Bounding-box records
++++++++++++++++++++
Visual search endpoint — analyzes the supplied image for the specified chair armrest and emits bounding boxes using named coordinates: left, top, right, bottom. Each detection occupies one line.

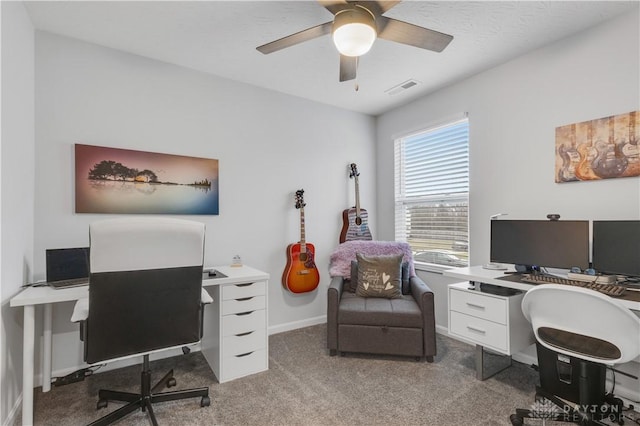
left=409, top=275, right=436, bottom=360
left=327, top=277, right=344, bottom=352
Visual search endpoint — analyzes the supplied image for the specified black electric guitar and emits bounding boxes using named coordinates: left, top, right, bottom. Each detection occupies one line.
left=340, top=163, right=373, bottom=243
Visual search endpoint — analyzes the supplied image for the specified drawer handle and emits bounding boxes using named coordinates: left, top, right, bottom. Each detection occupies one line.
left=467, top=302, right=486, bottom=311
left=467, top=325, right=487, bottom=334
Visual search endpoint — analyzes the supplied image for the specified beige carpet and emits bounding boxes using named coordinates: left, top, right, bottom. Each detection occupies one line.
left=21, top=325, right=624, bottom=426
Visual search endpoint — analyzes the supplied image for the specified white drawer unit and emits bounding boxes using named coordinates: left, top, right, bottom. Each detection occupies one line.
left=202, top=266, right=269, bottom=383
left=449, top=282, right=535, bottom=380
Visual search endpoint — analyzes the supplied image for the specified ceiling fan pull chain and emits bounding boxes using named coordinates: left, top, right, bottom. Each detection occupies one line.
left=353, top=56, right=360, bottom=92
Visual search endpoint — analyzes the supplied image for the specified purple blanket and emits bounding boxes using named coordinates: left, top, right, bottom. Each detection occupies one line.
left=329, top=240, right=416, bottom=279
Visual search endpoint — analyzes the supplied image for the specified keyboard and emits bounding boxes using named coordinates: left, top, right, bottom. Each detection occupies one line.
++++++++++++++++++++
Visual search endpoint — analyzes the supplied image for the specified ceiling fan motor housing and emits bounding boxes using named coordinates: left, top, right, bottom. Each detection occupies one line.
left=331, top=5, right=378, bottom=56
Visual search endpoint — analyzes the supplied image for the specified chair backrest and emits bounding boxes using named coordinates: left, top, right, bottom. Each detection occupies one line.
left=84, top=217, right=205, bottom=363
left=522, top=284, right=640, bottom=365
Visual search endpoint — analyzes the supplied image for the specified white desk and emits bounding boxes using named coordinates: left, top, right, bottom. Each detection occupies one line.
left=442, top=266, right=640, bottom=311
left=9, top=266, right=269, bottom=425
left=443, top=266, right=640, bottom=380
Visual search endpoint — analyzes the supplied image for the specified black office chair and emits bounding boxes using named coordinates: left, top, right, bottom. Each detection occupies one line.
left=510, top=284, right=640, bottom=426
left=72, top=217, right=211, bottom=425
++++++++++++++++++++
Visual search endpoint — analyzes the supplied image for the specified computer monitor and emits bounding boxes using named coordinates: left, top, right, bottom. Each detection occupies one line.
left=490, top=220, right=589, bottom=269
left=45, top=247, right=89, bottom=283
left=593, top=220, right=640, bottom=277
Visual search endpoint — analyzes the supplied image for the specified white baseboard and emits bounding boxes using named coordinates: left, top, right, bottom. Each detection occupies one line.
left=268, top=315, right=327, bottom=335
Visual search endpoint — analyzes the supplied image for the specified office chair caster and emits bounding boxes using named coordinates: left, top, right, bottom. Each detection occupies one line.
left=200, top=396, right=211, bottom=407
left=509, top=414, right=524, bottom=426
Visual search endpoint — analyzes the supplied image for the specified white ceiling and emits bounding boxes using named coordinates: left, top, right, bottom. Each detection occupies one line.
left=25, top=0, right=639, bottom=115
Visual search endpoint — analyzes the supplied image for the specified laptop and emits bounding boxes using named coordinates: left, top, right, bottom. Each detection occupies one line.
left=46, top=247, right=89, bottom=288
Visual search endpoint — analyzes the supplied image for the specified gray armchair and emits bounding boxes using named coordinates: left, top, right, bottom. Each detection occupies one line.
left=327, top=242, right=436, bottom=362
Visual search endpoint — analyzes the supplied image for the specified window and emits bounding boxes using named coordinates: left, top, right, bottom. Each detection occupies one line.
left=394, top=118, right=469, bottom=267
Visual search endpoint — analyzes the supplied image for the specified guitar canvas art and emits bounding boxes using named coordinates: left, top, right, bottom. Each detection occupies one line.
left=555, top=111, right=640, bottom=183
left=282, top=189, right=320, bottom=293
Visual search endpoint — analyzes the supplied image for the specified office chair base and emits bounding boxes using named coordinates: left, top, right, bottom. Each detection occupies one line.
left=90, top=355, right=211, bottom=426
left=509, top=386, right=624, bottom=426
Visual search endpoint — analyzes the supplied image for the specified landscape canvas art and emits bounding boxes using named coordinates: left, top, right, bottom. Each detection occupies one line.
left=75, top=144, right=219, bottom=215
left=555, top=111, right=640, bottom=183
++++++++++++++++++++
Task description –
Print the lines that start at the one containing "specified black office" and end at the one containing "left=72, top=217, right=211, bottom=425", both included, reproducing them character for character.

Response –
Visual search endpoint — analyzes the supplied image for the specified black office chair and emits bounding boxes using named coordinates: left, top, right, bottom. Each detection occupies one line.
left=510, top=284, right=640, bottom=426
left=72, top=217, right=211, bottom=425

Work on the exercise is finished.